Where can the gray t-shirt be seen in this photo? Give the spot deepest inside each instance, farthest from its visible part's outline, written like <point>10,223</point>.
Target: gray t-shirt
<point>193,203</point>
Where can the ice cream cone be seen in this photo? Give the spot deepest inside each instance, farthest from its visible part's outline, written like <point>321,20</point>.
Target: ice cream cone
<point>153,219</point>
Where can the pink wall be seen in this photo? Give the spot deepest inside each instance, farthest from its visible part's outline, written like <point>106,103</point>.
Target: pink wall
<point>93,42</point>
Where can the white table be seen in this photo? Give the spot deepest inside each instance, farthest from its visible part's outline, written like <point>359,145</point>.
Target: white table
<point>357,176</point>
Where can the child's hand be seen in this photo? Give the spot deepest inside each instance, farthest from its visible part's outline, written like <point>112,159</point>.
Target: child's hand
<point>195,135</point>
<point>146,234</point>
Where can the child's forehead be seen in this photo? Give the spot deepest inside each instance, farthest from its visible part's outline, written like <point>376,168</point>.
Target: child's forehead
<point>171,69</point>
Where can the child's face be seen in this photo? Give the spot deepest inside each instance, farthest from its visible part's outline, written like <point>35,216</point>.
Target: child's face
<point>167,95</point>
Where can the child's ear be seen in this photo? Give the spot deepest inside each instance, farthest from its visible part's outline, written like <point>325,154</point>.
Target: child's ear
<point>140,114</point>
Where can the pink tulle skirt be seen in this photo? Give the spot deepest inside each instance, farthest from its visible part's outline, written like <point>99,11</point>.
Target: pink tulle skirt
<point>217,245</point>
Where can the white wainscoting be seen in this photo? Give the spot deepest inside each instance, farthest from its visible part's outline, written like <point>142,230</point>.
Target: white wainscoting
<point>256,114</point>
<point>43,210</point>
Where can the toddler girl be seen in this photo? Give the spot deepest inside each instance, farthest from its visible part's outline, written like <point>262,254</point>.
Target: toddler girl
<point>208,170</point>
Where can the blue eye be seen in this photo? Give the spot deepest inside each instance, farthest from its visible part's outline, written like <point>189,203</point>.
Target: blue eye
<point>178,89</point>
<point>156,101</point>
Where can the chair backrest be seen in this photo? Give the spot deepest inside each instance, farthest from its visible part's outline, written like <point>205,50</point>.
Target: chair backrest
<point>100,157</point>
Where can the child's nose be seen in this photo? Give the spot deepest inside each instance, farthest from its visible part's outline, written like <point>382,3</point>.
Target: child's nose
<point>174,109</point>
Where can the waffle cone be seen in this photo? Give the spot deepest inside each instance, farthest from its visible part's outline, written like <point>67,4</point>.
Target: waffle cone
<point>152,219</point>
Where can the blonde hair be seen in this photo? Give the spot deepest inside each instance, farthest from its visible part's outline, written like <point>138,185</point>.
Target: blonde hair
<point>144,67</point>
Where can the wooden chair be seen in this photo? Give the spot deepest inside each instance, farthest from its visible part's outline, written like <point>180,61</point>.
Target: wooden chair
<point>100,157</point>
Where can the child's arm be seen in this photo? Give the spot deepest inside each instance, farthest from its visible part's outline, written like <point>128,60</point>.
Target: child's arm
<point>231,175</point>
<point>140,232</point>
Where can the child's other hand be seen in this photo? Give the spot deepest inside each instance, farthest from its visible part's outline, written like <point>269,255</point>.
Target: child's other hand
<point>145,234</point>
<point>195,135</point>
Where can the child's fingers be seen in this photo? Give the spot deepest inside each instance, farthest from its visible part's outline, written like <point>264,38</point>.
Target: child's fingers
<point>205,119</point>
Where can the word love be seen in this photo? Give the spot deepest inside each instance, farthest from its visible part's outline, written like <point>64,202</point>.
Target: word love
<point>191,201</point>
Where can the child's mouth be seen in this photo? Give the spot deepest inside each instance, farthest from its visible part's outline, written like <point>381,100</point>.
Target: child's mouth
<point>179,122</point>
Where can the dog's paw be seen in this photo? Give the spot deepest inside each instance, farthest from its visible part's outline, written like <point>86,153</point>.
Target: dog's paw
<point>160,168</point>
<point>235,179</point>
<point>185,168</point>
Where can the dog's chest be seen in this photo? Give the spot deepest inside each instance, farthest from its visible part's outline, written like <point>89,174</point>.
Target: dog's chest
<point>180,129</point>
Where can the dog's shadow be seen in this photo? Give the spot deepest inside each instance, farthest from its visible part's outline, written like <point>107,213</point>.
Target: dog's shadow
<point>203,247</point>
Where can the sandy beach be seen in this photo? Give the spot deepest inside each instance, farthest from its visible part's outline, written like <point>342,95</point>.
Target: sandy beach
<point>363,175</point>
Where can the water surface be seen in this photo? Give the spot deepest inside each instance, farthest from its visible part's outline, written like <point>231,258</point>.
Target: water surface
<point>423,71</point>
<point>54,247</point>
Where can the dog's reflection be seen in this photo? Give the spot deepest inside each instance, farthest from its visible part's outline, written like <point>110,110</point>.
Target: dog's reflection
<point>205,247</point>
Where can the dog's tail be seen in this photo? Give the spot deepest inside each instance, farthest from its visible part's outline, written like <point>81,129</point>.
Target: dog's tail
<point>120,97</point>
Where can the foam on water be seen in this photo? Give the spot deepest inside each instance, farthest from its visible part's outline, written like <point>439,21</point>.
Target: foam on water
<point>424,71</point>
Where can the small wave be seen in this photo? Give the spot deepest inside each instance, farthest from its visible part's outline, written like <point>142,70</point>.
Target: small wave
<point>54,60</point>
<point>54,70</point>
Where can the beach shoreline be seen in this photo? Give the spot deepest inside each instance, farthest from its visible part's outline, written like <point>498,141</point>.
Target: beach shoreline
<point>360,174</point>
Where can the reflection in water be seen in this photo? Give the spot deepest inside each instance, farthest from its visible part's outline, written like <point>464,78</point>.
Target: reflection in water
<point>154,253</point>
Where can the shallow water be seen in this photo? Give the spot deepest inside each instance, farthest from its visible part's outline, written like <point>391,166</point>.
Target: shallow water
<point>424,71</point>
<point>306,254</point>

§ Exercise instructions: What is needed is an exact copy of all the records.

§ Your response:
Where can the gray t-shirt be seen in this photo? Give the spot deepest inside each instance, farthest from its visible part's outline, written like <point>10,223</point>.
Target: gray t-shirt
<point>193,203</point>
Where can the ice cream cone be seen in this photo? Give the spot deepest inside each instance, farthest from its visible part's outline, written like <point>321,20</point>.
Target: ice cream cone
<point>153,219</point>
Where can the pink wall be seen in this photo? Give the spot deepest inside each instance, farthest from its visible part's outline, written like <point>106,103</point>.
Target: pink wall
<point>93,42</point>
Where can the white table be seen in this photo? Give the spot deepest inside each instance, farthest from its visible part's outline, written like <point>359,145</point>.
Target: white table
<point>357,176</point>
Where can the child's hand be seen in this photo? Give the spot deepest inside each instance, farthest from its visible part's outline, written like <point>112,159</point>.
Target: child's hand
<point>195,135</point>
<point>146,234</point>
Where can the child's forehead be seen in this photo? Give the spot deepest inside each instance, farthest from its visible part's outline, written like <point>376,168</point>.
Target: child's forehead
<point>171,69</point>
Where can the child's face be seen in this photo? Give the spot deepest inside each instance, farthest from its visible part's outline, written like <point>35,216</point>.
Target: child's face
<point>167,95</point>
Where can the child's ear be seen in this photo? Give the spot deepest inside each instance, farthest from its visible part's outline, written like <point>325,154</point>.
Target: child's ear
<point>140,114</point>
Where can the pink tulle skirt be seen in this photo? Give the spot deepest inside each instance, farthest from its visible part's outline, written like <point>99,11</point>.
Target: pink tulle skirt
<point>217,245</point>
Where can the white wainscoting be seen in this photo? Give the spot deepest inside each instance, farthest from its visible part's outline, written like <point>142,230</point>.
Target: white wainscoting
<point>256,114</point>
<point>43,210</point>
Where can the toddler girl be seen in this photo? Give the spot deepest inside each instance, farthest from its visible part's outline, written like <point>262,254</point>.
Target: toddler girl
<point>208,170</point>
Where can the blue eye be seen in this photo? Give the spot deepest inside each instance, farthest from its visible part's outline, written like <point>189,203</point>.
Target: blue eye
<point>178,89</point>
<point>156,101</point>
Where can the chair backrest be seen in this photo? Give the spot deepest inside each instance, farthest from its visible part's outline, written like <point>205,50</point>.
Target: chair backrest
<point>100,157</point>
Where can the child's nose be seen in this photo? Give the spot deepest inside each instance, farthest from its visible part's outline, written like <point>382,3</point>.
Target: child's nose
<point>174,109</point>
Where can the waffle cone be seen in this photo? Give the spot deepest inside each instance, farthest from its visible part's outline, written like <point>67,4</point>.
Target: waffle cone
<point>152,219</point>
Where can the blonde hair be seen in this photo? Give the spot deepest inside each instance, farthest from its visible part's outline, written like <point>138,185</point>.
Target: blonde hair
<point>144,67</point>
Where can the wooden chair be seen in this photo? Give the spot deepest inside each instance, farthest from its visible part's outline, written like <point>180,61</point>.
Target: wooden chair
<point>100,157</point>
Where can the child's arm be seen in this photo? Give the spot deepest inside each instance, farthest from its visible part's outline, written like <point>128,60</point>.
Target: child's arm
<point>231,175</point>
<point>140,232</point>
Where can the child's other hand be seen in this photo? Give the spot deepest inside each instance, farthest from its visible part's outline, written like <point>269,255</point>.
Target: child's other hand
<point>145,234</point>
<point>195,135</point>
Where can the child's fingers be seen in this photo? Give the spot deepest inside each instance, farthest from its visible part's outline, written like <point>264,38</point>.
Target: child's fingers
<point>205,119</point>
Where can the word love be seen in this photo? Give the spot deepest inside each instance, farthest from its visible part's outline, written like <point>64,202</point>.
Target: word love
<point>191,201</point>
Where can the child's mouth be seen in this photo? Give the spot deepest inside each instance, farthest from its visible part's outline, written like <point>381,100</point>.
Target: child's mouth
<point>179,122</point>
Where can the dog's paw be seen in this photo? Give the spot deepest inside each instance, farthest from its visible part's outline, written like <point>86,153</point>.
Target: dog's paw
<point>160,168</point>
<point>235,179</point>
<point>185,168</point>
Where can the dog's chest be seen in this photo? Give the spot deepest inside each instance, farthest from its visible part's outline, written like <point>89,174</point>.
Target: dog's chest
<point>180,129</point>
Where can the dog's shadow be seen in this photo? Give the spot deepest inside each instance, farthest from its visible part's outline, written like <point>107,213</point>.
Target: dog's shadow
<point>203,247</point>
Where can the sandy beach be seen in this photo? Give the spot deepest inside each instance, farthest from its visible part's outline, written like <point>342,95</point>.
Target: sandy beach
<point>363,175</point>
Where can the water surface be seen in this photo? Give the spot deepest inside each instance, farthest from its visible part's outline, written like <point>231,258</point>.
Target: water surface
<point>423,71</point>
<point>54,247</point>
Where can the dog's reflection be seen in this photo? Give the spot deepest inside each instance, farthest from its visible part's outline, written like <point>110,110</point>.
Target: dog's reflection
<point>205,247</point>
Where can the dog's tail be seen in this photo? Give the spot deepest inside each instance, farthest from its visible part's outline, written like <point>81,129</point>.
Target: dog's tail
<point>120,97</point>
Where can the foam on water be seen in this photo? Give the spot deepest inside each instance, farthest from its visible part's outline, written like <point>439,21</point>.
Target: foam on water
<point>424,71</point>
Where can the small wave be seen in this photo? Give the spot deepest inside each instance, farthest from its visible part's outline, written like <point>142,70</point>.
Target: small wave
<point>54,60</point>
<point>54,70</point>
Where can the beach shoreline be seen in this photo? Give the spot deepest inside each instance, farthest from its visible part's outline, written like <point>498,141</point>.
Target: beach shoreline
<point>360,174</point>
Where can the reflection in water be seen in this photo? Give the spot deepest inside each instance, farthest from its visible part's outline, written like <point>464,78</point>.
Target: reflection in water
<point>154,253</point>
Where can the shallow water be seen in this photo? Give the spot deepest inside each instance, farthest from its visible part's outline, written like <point>391,166</point>.
Target: shallow water
<point>424,71</point>
<point>306,254</point>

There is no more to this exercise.